Rescale the answer points in the data below by writing out every line again, with all its wording, and multiplying each answer point's x and y coordinates by 2.05, rounded to whole numbers with halves going up. Keep the sample points in the wording as they are, and leave the pictures out.

(Source data)
◇ ◇ ◇ ◇ ◇

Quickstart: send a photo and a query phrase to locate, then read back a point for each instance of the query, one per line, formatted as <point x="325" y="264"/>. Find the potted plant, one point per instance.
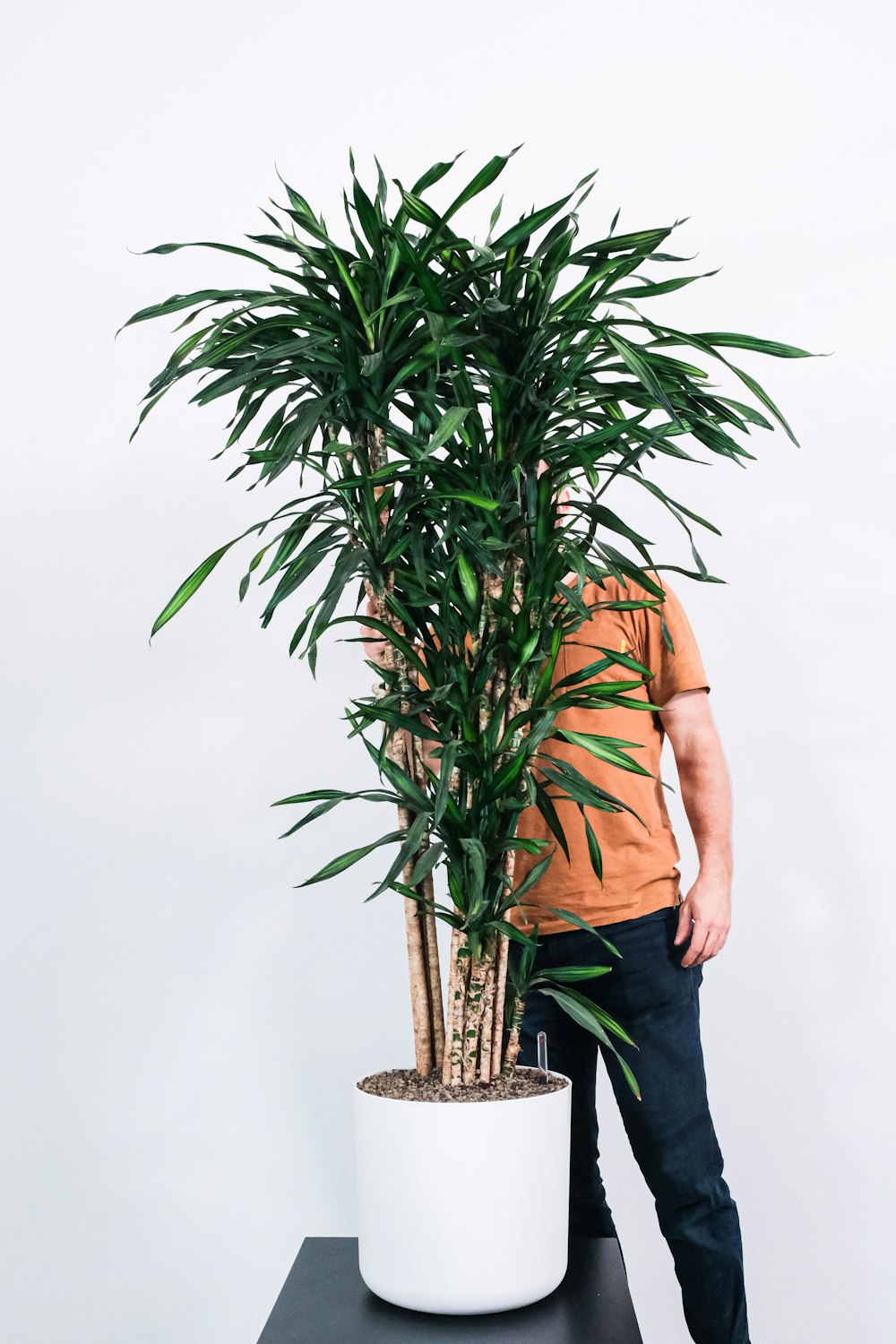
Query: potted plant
<point x="443" y="395"/>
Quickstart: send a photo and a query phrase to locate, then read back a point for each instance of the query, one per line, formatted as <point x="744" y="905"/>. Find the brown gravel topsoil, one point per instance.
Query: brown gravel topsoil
<point x="408" y="1085"/>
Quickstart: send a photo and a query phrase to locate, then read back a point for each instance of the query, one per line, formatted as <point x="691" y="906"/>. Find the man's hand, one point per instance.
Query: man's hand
<point x="705" y="792"/>
<point x="708" y="903"/>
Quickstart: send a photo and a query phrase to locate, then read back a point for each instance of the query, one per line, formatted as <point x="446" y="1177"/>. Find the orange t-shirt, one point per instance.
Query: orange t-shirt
<point x="640" y="873"/>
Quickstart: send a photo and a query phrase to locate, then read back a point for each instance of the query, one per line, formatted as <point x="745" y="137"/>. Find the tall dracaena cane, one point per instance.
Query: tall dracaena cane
<point x="455" y="370"/>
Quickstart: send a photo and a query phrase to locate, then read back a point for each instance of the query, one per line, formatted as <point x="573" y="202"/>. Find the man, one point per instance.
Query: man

◇ ◇ ◇ ◇ ◇

| Written solution |
Quickstart: send a photo and a query phrase to locate, then read back a point for each instance of the query, one per line, formatted as <point x="325" y="264"/>. Find the potted plant, one point per instance.
Query: potted plant
<point x="908" y="810"/>
Quickstart: send a photo and a query phrase to locate, then read back a point for each instance of the query, one per line, formatted as <point x="744" y="905"/>. Find the brown gravel topsoil, one point per instance.
Query: brown gravel topsoil
<point x="836" y="2224"/>
Quickstart: send a photo and a query phrase to locate, then read back a point for each instance of the query, one per line, formatted as <point x="691" y="906"/>. Find the man's hand, one point per instance.
Query: man's hand
<point x="1445" y="1624"/>
<point x="1451" y="1851"/>
Quickstart: send a photo and a query phrase to locate, then read back a point for each instance of the query, one per line, formatted as <point x="446" y="1177"/>. Find the orange t-shirt, one point per instance.
Query: orange t-shirt
<point x="1312" y="1790"/>
Quickstart: send a photo and a query phrase to locate, then read back a point for each instance of the query, one per line, formatted as <point x="745" y="137"/>. Find the tall dracaena cane, one point per instance.
Query: tall dracaena cane
<point x="933" y="759"/>
Quickstart: send a photo and a query phrase to locate, then read back a point for each instance of the query, one per line, formatted as <point x="573" y="202"/>. Find the man, one point per instance.
Query: man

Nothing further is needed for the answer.